### 本文抜粋
2009年4月 

 
Popular ALBUM Review

「クワイエット・ナイツ/ダイアナ・クラール」
(ユニバーサル ミュージック/UCCV-1123)

 こんなにエレガントで洒落た作品はなかなかお耳にかかれない。ジャズ・ピアニスト&ヴォーカリストのダイアナ・クラールの最新盤はソフトなボサノヴァを中心としたバラード集。円熟した大人の芳香がたちこめる。Prod.はトミー・リピューマ、Arr.& Orch.はラテンものに独自の世界を持つクラウス・オガーマン、Eng.はアル・シュミットというグラミー受賞コンビ。彼女は密やかで囁くような軽さのヴォーカルに重点を置き、タイトル通りの静かな夜を現出していく。「サマー・サンバ」はじめダイアナらしさの出たピアノも勿論美しい。しっとりとした「いつかどこかで」の浮遊感のあるマジカルな世界。「傷心の日々」にゴスペル・タッチが覗くのも珍しい。(鈴木 道子)

Popular ALBUM Review

「イージー・カム・イージー・ゴー/マリアンヌ・フェイスフル」
(Pヴァイン・レコード/PCD-17264)
 一時は体調を崩していたマリアンヌ・フェイスフルもすっかり復調し、3月末にはニューヨークでライヴを行い夏にはヨーロッパ・ツアーが企画されている。そのステージでの中心曲となると思われるのが昨年フランスでリリースされ本作。マリアンヌのしっとりと歌い上げる円熟味を増したヴォーカリストとしての魅力が噴出しているのだ。ハル・ウィナーのプロデュースで、45年のつきあいになるキース・リチャーズはじめショーン・レノン、アントニー(&ザ・ジョンソンズ)、ジャーヴィス・コッカー、ルーファス・ウェインライト、ニック・ケイヴ、キャット・パワーらがゲスト参加している。マリアンヌといえば60年代のミック・ジャガーの恋人としてもよく知られているが、その波乱万丈な彼女の自伝映画制作が現在進行中でもある。(Mike M. Koshitani)


Popular ALBUM Review

「スターティング・オール・オーヴァー・アゲイン/ポール・ジョーンズ」
(BSMF RECORDS/BSMF-2116)
 1960年代の英国人気バンド、マンフレッドマンの初代ヴォーカリストとしてブルー・アイド・ソウルな持ち味を発揮していたポール・ジョーンズ。旧仲間たちと再び組んで発表したマンフレッズ名義のCDを購入したのは11年前だったがソロ作って一体何年ぶり!?たっぷり歌い込んで聴かせるこの新作は若い世代なら単に‘シブイ’の一言で済ませてしまうかも知れないがとてもそんなあれではない。表題曲はR&Bデュオ、メル&ティムのヒット作(1972年)。近年復活したパーシー・スレッジとの掛け合いを聴かせたり、盟友エリック・クラプトンが2曲ギターで参加したりで原点帰りのR&B〜ブルースの色合いに満ちた内容なれどメリハリのついた構成で何ともポップでカッコいい。これって昔から変わらぬポールの魅力かも♪(上柴 とおる)

### 課題
本文抜粋の「(ユニバーサル ミュージック/UCCV-1123)」から「(Pヴァイン・レコード/PCD-17264)」までの部分を、「エレガント」を「優雅」に改めて書き直すこと。

### データ一覧
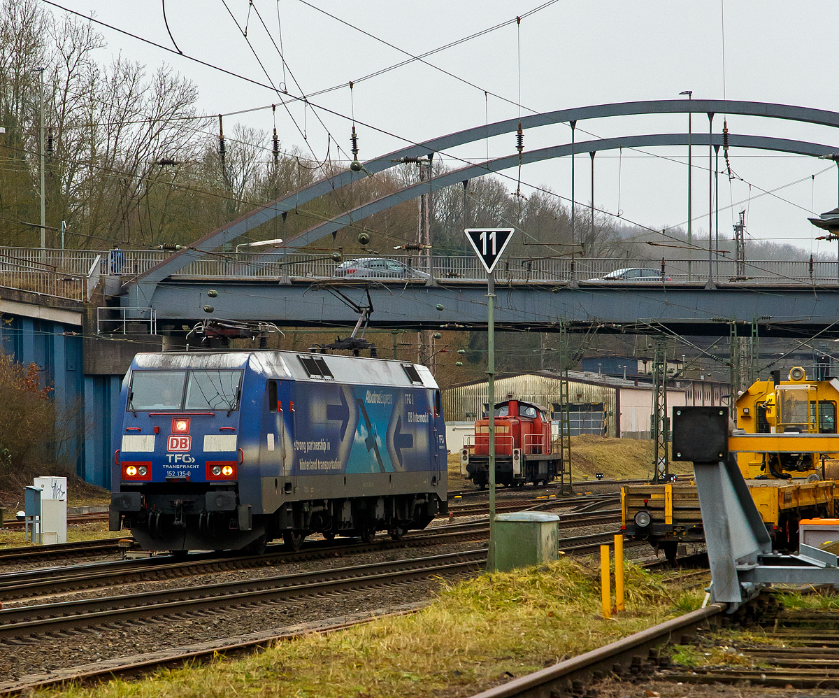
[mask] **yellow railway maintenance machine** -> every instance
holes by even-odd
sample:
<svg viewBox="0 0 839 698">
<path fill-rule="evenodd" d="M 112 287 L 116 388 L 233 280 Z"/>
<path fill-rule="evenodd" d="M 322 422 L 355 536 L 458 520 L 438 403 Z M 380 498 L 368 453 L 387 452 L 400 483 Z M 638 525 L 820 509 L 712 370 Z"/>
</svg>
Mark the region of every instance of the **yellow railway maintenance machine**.
<svg viewBox="0 0 839 698">
<path fill-rule="evenodd" d="M 727 603 L 730 613 L 767 584 L 839 584 L 839 556 L 831 551 L 836 543 L 800 543 L 796 555 L 773 550 L 735 456 L 755 452 L 836 453 L 839 435 L 730 435 L 727 408 L 673 410 L 673 460 L 693 463 L 711 565 L 711 599 Z"/>
<path fill-rule="evenodd" d="M 836 434 L 839 379 L 808 380 L 800 366 L 788 381 L 773 371 L 768 381 L 755 381 L 737 400 L 737 430 L 747 434 Z M 746 479 L 779 480 L 805 477 L 810 482 L 836 474 L 839 452 L 801 451 L 780 453 L 766 450 L 740 451 L 737 465 Z M 839 444 L 829 441 L 829 448 Z"/>
<path fill-rule="evenodd" d="M 799 521 L 832 516 L 839 496 L 833 479 L 839 474 L 839 380 L 808 381 L 798 367 L 788 381 L 778 371 L 771 375 L 737 399 L 736 433 L 747 438 L 738 442 L 737 463 L 775 546 L 794 548 Z M 775 450 L 780 434 L 788 437 L 786 451 Z M 649 541 L 670 560 L 680 543 L 705 540 L 693 482 L 625 487 L 621 508 L 624 534 Z"/>
</svg>

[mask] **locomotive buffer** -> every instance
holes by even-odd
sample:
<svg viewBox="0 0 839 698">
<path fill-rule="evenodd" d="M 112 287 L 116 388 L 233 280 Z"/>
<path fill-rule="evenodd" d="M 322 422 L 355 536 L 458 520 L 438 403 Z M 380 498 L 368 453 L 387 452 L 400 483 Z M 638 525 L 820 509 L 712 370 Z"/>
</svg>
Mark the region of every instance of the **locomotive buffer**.
<svg viewBox="0 0 839 698">
<path fill-rule="evenodd" d="M 487 571 L 495 571 L 495 265 L 513 238 L 513 228 L 466 228 L 466 239 L 487 270 L 487 397 L 489 403 L 489 550 Z"/>
</svg>

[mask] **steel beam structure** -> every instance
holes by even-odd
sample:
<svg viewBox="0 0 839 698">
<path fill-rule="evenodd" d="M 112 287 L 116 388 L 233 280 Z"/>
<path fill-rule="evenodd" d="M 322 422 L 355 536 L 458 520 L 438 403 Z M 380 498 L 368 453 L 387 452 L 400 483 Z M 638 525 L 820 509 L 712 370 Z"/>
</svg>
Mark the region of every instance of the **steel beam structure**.
<svg viewBox="0 0 839 698">
<path fill-rule="evenodd" d="M 181 323 L 235 318 L 266 320 L 286 326 L 352 326 L 357 316 L 327 292 L 335 285 L 366 304 L 369 285 L 374 311 L 370 327 L 456 329 L 487 326 L 486 284 L 441 282 L 425 286 L 399 282 L 349 284 L 326 281 L 280 285 L 276 281 L 219 284 L 218 279 L 169 281 L 159 284 L 152 299 L 162 331 L 179 331 Z M 217 297 L 206 312 L 209 290 Z M 498 285 L 495 310 L 499 328 L 559 331 L 595 328 L 600 332 L 654 333 L 720 336 L 731 324 L 751 326 L 760 318 L 760 334 L 769 336 L 839 336 L 839 288 L 772 285 L 737 288 L 721 284 L 714 290 L 676 286 L 638 288 L 631 284 L 560 287 L 550 283 Z M 207 306 L 210 307 L 210 306 Z"/>
<path fill-rule="evenodd" d="M 520 125 L 523 128 L 527 129 L 572 121 L 576 122 L 577 120 L 638 114 L 685 112 L 738 114 L 839 127 L 839 113 L 834 112 L 828 112 L 822 109 L 810 109 L 794 105 L 727 100 L 661 100 L 601 104 L 564 109 L 542 114 L 534 114 L 522 118 Z M 366 173 L 375 174 L 388 169 L 393 166 L 394 160 L 399 160 L 400 158 L 432 155 L 435 153 L 442 152 L 446 148 L 482 140 L 491 136 L 513 133 L 519 128 L 519 122 L 518 119 L 509 119 L 466 129 L 440 138 L 432 138 L 425 143 L 414 143 L 382 157 L 368 160 L 364 163 L 364 170 L 362 172 L 352 172 L 347 169 L 337 173 L 334 176 L 320 180 L 309 187 L 284 196 L 267 206 L 248 213 L 237 221 L 212 231 L 194 242 L 189 248 L 174 254 L 169 259 L 161 263 L 158 267 L 132 282 L 129 289 L 129 295 L 132 300 L 126 305 L 133 306 L 146 305 L 140 302 L 142 296 L 150 296 L 151 293 L 154 292 L 154 287 L 158 283 L 175 273 L 179 269 L 183 268 L 184 266 L 195 259 L 199 258 L 204 253 L 216 249 L 224 242 L 252 230 L 276 216 L 287 213 L 301 204 L 305 204 L 307 201 L 328 194 L 337 188 L 345 186 L 356 180 L 367 176 Z M 518 163 L 518 157 L 516 157 L 516 160 Z M 487 174 L 487 171 L 489 170 L 485 170 L 481 174 Z"/>
</svg>

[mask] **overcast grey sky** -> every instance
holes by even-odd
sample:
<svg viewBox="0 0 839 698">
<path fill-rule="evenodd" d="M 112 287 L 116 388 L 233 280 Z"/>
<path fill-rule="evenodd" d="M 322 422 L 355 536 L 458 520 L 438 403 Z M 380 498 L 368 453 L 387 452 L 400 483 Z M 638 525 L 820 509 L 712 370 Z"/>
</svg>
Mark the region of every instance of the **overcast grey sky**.
<svg viewBox="0 0 839 698">
<path fill-rule="evenodd" d="M 76 12 L 89 14 L 116 27 L 164 46 L 172 47 L 158 0 L 133 3 L 107 0 L 58 0 Z M 526 16 L 517 28 L 517 15 L 539 7 L 529 2 L 385 3 L 357 0 L 226 0 L 248 40 L 234 23 L 222 0 L 165 0 L 172 37 L 184 54 L 260 82 L 279 86 L 284 81 L 289 93 L 312 95 L 314 105 L 328 107 L 344 117 L 319 111 L 326 128 L 345 151 L 349 150 L 351 122 L 350 81 L 405 60 L 400 51 L 386 46 L 315 8 L 326 10 L 399 49 L 419 55 L 513 20 L 494 31 L 435 53 L 427 59 L 452 77 L 414 61 L 354 86 L 356 118 L 381 131 L 359 126 L 362 159 L 421 141 L 522 114 L 612 102 L 671 99 L 683 90 L 694 98 L 753 100 L 795 104 L 828 110 L 839 109 L 836 69 L 831 29 L 837 26 L 839 3 L 835 2 L 626 2 L 603 0 L 572 3 L 559 0 Z M 50 8 L 56 16 L 61 11 Z M 264 21 L 270 37 L 263 27 Z M 724 14 L 724 25 L 723 25 Z M 725 80 L 723 80 L 723 26 Z M 288 68 L 277 49 L 280 44 Z M 100 27 L 108 45 L 100 58 L 122 53 L 149 68 L 163 62 L 192 80 L 200 91 L 199 108 L 206 113 L 230 112 L 266 107 L 226 118 L 226 129 L 236 119 L 270 131 L 270 104 L 278 104 L 276 125 L 284 148 L 310 147 L 323 159 L 327 135 L 312 108 L 300 102 L 279 106 L 280 96 L 267 87 L 225 76 L 180 55 Z M 520 39 L 520 86 L 519 81 Z M 251 46 L 248 45 L 249 40 Z M 256 57 L 254 55 L 256 54 Z M 299 83 L 299 87 L 294 78 Z M 458 80 L 473 83 L 470 86 Z M 484 91 L 494 93 L 485 96 Z M 505 102 L 503 97 L 509 102 Z M 318 111 L 318 110 L 315 110 Z M 695 115 L 694 130 L 707 133 L 707 117 Z M 715 131 L 722 118 L 714 120 Z M 792 122 L 733 116 L 733 133 L 770 135 L 836 145 L 839 133 L 826 127 Z M 687 116 L 649 116 L 580 122 L 581 131 L 597 137 L 686 131 Z M 386 133 L 382 133 L 386 132 Z M 388 135 L 393 134 L 393 135 Z M 528 132 L 525 148 L 532 149 L 570 142 L 567 125 Z M 308 143 L 308 145 L 307 145 Z M 268 145 L 268 143 L 265 143 Z M 456 158 L 482 159 L 515 152 L 515 136 L 499 137 L 453 149 Z M 331 155 L 335 158 L 333 146 Z M 446 157 L 444 155 L 444 159 Z M 722 163 L 722 157 L 721 157 Z M 835 253 L 836 243 L 813 242 L 821 232 L 807 221 L 816 213 L 837 204 L 836 167 L 811 158 L 773 153 L 731 150 L 733 169 L 747 182 L 722 178 L 720 204 L 746 201 L 748 231 L 761 239 L 790 242 L 813 252 Z M 588 155 L 576 162 L 577 200 L 590 200 Z M 455 161 L 452 161 L 455 164 Z M 707 147 L 694 150 L 694 231 L 707 230 Z M 702 169 L 699 169 L 702 168 Z M 653 227 L 684 223 L 687 209 L 686 148 L 624 149 L 597 155 L 595 164 L 595 204 L 623 217 Z M 821 174 L 817 173 L 826 170 Z M 514 171 L 510 174 L 515 176 Z M 811 175 L 817 174 L 815 180 Z M 777 195 L 758 195 L 798 180 L 800 184 L 779 190 Z M 547 185 L 563 196 L 571 195 L 568 159 L 534 164 L 522 174 L 527 185 Z M 511 190 L 515 184 L 511 185 Z M 750 198 L 751 195 L 751 198 Z M 781 198 L 782 197 L 783 201 Z M 739 206 L 720 214 L 722 234 L 730 236 Z M 704 216 L 703 216 L 703 214 Z"/>
</svg>

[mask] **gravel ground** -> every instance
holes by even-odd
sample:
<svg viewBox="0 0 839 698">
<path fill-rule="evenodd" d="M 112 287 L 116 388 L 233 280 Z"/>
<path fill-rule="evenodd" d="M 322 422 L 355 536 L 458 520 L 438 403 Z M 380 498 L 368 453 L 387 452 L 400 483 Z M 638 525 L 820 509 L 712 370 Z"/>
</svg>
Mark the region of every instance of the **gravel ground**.
<svg viewBox="0 0 839 698">
<path fill-rule="evenodd" d="M 561 513 L 561 511 L 558 513 Z M 487 520 L 487 518 L 486 515 L 463 516 L 456 518 L 455 523 L 464 524 L 470 521 Z M 430 528 L 445 529 L 445 527 L 446 521 L 438 519 Z M 614 529 L 614 524 L 590 525 L 564 529 L 560 531 L 560 536 L 579 536 Z M 425 548 L 367 552 L 348 555 L 337 560 L 333 558 L 289 562 L 253 570 L 202 574 L 175 580 L 121 585 L 90 591 L 77 591 L 62 595 L 60 597 L 26 599 L 21 602 L 21 605 L 193 586 L 232 580 L 257 579 L 275 575 L 290 575 L 338 566 L 444 555 L 477 550 L 485 547 L 485 545 L 486 542 L 475 541 L 447 545 L 432 545 Z M 648 546 L 628 548 L 626 550 L 626 557 L 643 561 L 651 559 L 650 553 L 651 549 Z M 112 556 L 101 558 L 101 560 L 108 559 L 113 558 Z M 84 561 L 90 562 L 99 559 L 86 559 Z M 60 563 L 53 562 L 52 564 Z M 101 661 L 112 657 L 230 638 L 270 628 L 281 628 L 373 608 L 388 608 L 407 602 L 427 600 L 437 592 L 440 584 L 440 580 L 404 582 L 340 594 L 318 595 L 294 601 L 278 602 L 248 609 L 205 611 L 201 612 L 201 614 L 185 614 L 185 617 L 180 617 L 160 622 L 137 622 L 118 628 L 101 628 L 84 632 L 70 631 L 66 633 L 56 633 L 55 637 L 42 637 L 34 642 L 13 644 L 12 647 L 7 648 L 6 651 L 0 651 L 0 680 L 13 680 L 32 673 L 51 671 L 59 668 Z M 8 603 L 5 606 L 10 607 Z M 609 695 L 612 695 L 612 694 Z M 615 698 L 618 695 L 620 694 L 614 694 Z M 633 695 L 638 694 L 636 691 Z"/>
<path fill-rule="evenodd" d="M 669 681 L 644 680 L 638 684 L 628 681 L 603 682 L 595 687 L 598 698 L 639 698 L 657 696 L 661 698 L 698 698 L 719 696 L 719 698 L 752 698 L 752 696 L 836 696 L 836 689 L 793 689 L 772 686 L 728 685 L 727 684 L 678 684 Z"/>
<path fill-rule="evenodd" d="M 57 633 L 55 638 L 13 646 L 0 653 L 0 680 L 373 608 L 389 608 L 428 599 L 440 585 L 439 580 L 412 581 L 340 595 L 319 595 L 256 609 L 206 611 L 201 616 L 190 614 L 186 618 L 137 623 L 120 629 L 99 628 L 69 637 Z"/>
<path fill-rule="evenodd" d="M 390 562 L 398 560 L 409 560 L 428 555 L 441 555 L 449 553 L 457 553 L 463 550 L 476 550 L 486 548 L 486 541 L 473 543 L 452 543 L 448 545 L 430 545 L 423 548 L 399 548 L 389 550 L 378 550 L 347 555 L 342 558 L 322 558 L 307 560 L 298 562 L 280 563 L 265 567 L 248 570 L 231 570 L 227 571 L 198 574 L 190 576 L 178 577 L 169 580 L 152 580 L 133 584 L 119 584 L 114 586 L 106 586 L 99 589 L 70 591 L 63 594 L 50 595 L 49 596 L 34 596 L 22 599 L 19 602 L 4 602 L 3 608 L 13 608 L 36 604 L 52 603 L 55 602 L 75 601 L 76 599 L 102 598 L 123 594 L 137 594 L 159 589 L 181 589 L 189 586 L 197 586 L 205 584 L 219 584 L 239 580 L 262 579 L 279 575 L 296 575 L 302 572 L 312 572 L 320 570 L 332 570 L 338 567 L 349 567 L 356 565 L 368 565 L 377 562 Z M 295 621 L 296 622 L 296 621 Z"/>
</svg>

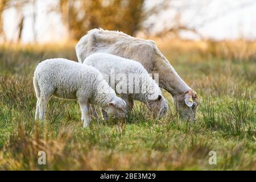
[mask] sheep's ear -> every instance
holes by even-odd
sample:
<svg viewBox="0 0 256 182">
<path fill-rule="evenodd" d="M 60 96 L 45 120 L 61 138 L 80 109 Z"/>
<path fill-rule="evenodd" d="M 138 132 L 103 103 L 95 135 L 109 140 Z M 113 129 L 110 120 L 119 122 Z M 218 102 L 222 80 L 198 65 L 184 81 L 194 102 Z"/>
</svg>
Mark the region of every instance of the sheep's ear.
<svg viewBox="0 0 256 182">
<path fill-rule="evenodd" d="M 108 104 L 108 105 L 109 106 L 114 106 L 114 107 L 115 106 L 115 104 L 114 104 L 114 102 L 109 102 L 109 104 Z"/>
<path fill-rule="evenodd" d="M 191 94 L 188 92 L 185 94 L 184 98 L 185 104 L 189 107 L 192 107 L 193 105 L 193 99 Z"/>
<path fill-rule="evenodd" d="M 156 100 L 160 102 L 160 101 L 162 101 L 162 98 L 163 98 L 162 96 L 161 95 L 159 95 L 158 98 L 156 99 Z"/>
</svg>

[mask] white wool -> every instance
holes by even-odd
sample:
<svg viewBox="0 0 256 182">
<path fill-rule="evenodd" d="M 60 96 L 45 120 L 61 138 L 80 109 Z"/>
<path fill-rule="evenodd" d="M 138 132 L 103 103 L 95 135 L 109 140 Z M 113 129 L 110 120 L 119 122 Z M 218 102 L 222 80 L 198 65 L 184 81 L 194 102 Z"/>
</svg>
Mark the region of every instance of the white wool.
<svg viewBox="0 0 256 182">
<path fill-rule="evenodd" d="M 117 97 L 100 72 L 91 66 L 60 58 L 46 60 L 36 67 L 33 80 L 38 98 L 36 119 L 44 119 L 45 107 L 52 96 L 77 100 L 84 126 L 90 121 L 89 104 L 106 110 L 109 110 L 110 102 L 117 108 L 126 107 L 125 102 Z"/>
<path fill-rule="evenodd" d="M 110 54 L 96 53 L 87 57 L 84 61 L 84 64 L 93 66 L 98 69 L 103 75 L 107 75 L 108 77 L 105 77 L 105 79 L 111 78 L 111 71 L 114 71 L 115 82 L 114 85 L 111 85 L 111 84 L 110 85 L 115 92 L 117 92 L 115 86 L 120 81 L 122 81 L 118 80 L 118 74 L 122 73 L 126 76 L 127 82 L 126 84 L 127 88 L 125 90 L 127 92 L 129 89 L 129 84 L 130 84 L 129 82 L 129 75 L 133 74 L 136 76 L 136 79 L 140 81 L 139 84 L 137 85 L 139 86 L 139 93 L 135 93 L 135 92 L 127 94 L 126 93 L 118 93 L 120 94 L 120 97 L 124 100 L 128 97 L 130 100 L 139 101 L 146 104 L 150 108 L 158 107 L 159 107 L 157 109 L 158 111 L 161 113 L 161 114 L 158 114 L 160 115 L 166 113 L 168 107 L 167 102 L 162 96 L 158 85 L 150 76 L 141 63 Z M 135 86 L 135 82 L 132 81 L 131 84 L 132 88 L 134 88 Z M 150 86 L 149 88 L 147 88 L 147 85 Z M 161 98 L 160 102 L 158 100 L 159 97 Z"/>
<path fill-rule="evenodd" d="M 97 52 L 141 63 L 148 73 L 159 73 L 159 86 L 171 93 L 177 110 L 185 113 L 180 115 L 181 117 L 195 118 L 199 105 L 196 93 L 180 78 L 154 41 L 134 38 L 121 32 L 95 28 L 81 38 L 76 46 L 76 52 L 80 63 Z M 187 93 L 196 105 L 193 108 L 184 101 Z"/>
</svg>

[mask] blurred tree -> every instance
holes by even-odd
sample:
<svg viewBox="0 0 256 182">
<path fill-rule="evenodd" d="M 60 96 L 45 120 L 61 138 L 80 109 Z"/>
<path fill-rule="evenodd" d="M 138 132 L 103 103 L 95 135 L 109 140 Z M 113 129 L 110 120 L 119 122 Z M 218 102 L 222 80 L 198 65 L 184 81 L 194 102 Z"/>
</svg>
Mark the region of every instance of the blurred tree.
<svg viewBox="0 0 256 182">
<path fill-rule="evenodd" d="M 166 8 L 166 0 L 144 8 L 146 0 L 59 0 L 69 38 L 79 39 L 94 28 L 122 31 L 134 35 L 150 16 Z"/>
<path fill-rule="evenodd" d="M 18 38 L 16 41 L 20 40 L 25 18 L 22 8 L 24 5 L 29 2 L 30 0 L 0 0 L 0 38 L 2 37 L 4 40 L 6 40 L 6 35 L 3 31 L 3 11 L 10 7 L 14 7 L 18 13 Z"/>
<path fill-rule="evenodd" d="M 6 39 L 6 35 L 3 31 L 3 10 L 6 8 L 9 0 L 0 0 L 0 38 L 4 40 Z"/>
</svg>

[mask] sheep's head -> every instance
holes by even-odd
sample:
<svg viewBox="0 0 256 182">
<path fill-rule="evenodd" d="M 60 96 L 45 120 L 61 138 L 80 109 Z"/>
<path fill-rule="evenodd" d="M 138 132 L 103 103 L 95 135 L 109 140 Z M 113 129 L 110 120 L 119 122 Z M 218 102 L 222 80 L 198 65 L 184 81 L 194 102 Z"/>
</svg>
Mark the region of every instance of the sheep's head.
<svg viewBox="0 0 256 182">
<path fill-rule="evenodd" d="M 157 115 L 158 118 L 164 117 L 169 108 L 167 101 L 162 95 L 159 95 L 155 100 L 147 101 L 147 105 L 154 115 Z"/>
<path fill-rule="evenodd" d="M 184 119 L 193 121 L 196 117 L 199 101 L 196 92 L 191 90 L 174 97 L 174 101 L 180 116 Z"/>
<path fill-rule="evenodd" d="M 114 115 L 119 118 L 127 117 L 127 109 L 126 103 L 122 98 L 115 97 L 108 104 L 106 109 L 108 114 Z"/>
</svg>

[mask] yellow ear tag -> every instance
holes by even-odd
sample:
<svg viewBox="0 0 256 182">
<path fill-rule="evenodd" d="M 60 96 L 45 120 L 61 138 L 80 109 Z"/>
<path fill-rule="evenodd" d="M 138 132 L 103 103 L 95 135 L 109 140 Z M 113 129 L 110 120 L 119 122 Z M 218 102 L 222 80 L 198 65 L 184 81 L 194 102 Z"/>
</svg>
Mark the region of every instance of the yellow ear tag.
<svg viewBox="0 0 256 182">
<path fill-rule="evenodd" d="M 193 103 L 193 100 L 192 99 L 191 97 L 189 98 L 189 101 Z"/>
</svg>

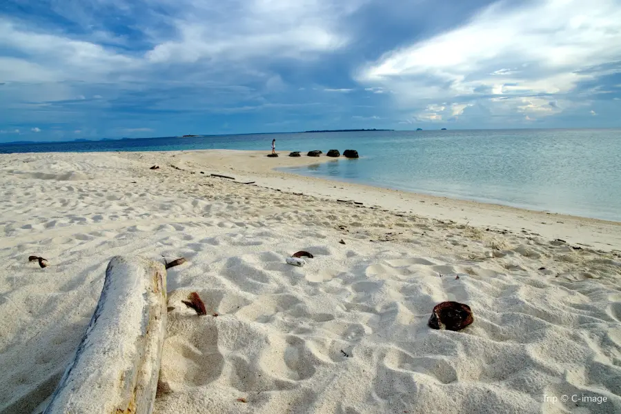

### 解答
(ユニバーサル ミュージック/UCCV-1123)

 こんなに優雅で洒落た作品はなかなかお耳にかかれない。ジャズ・ピアニスト&ヴォーカリストのダイアナ・クラールの最新盤はソフトなボサノヴァを中心としたバラード集。円熟した大人の芳香がたちこめる。Prod.はトミー・リピューマ、Arr.& Orch.はラテンものに独自の世界を持つクラウス・オガーマン、Eng.はアル・シュミットというグラミー受賞コンビ。彼女は密やかで囁くような軽さのヴォーカルに重点を置き、タイトル通りの静かな夜を現出していく。「サマー・サンバ」はじめダイアナらしさの出たピアノも勿論美しい。しっとりとした「いつかどこかで」の浮遊感のあるマジカルな世界。「傷心の日々」にゴスペル・タッチが覗くのも珍しい。(鈴木 道子)

Popular ALBUM Review

「イージー・カム・イージー・ゴー/マリアンヌ・フェイスフル」
(Pヴァイン・レコード/PCD-17264)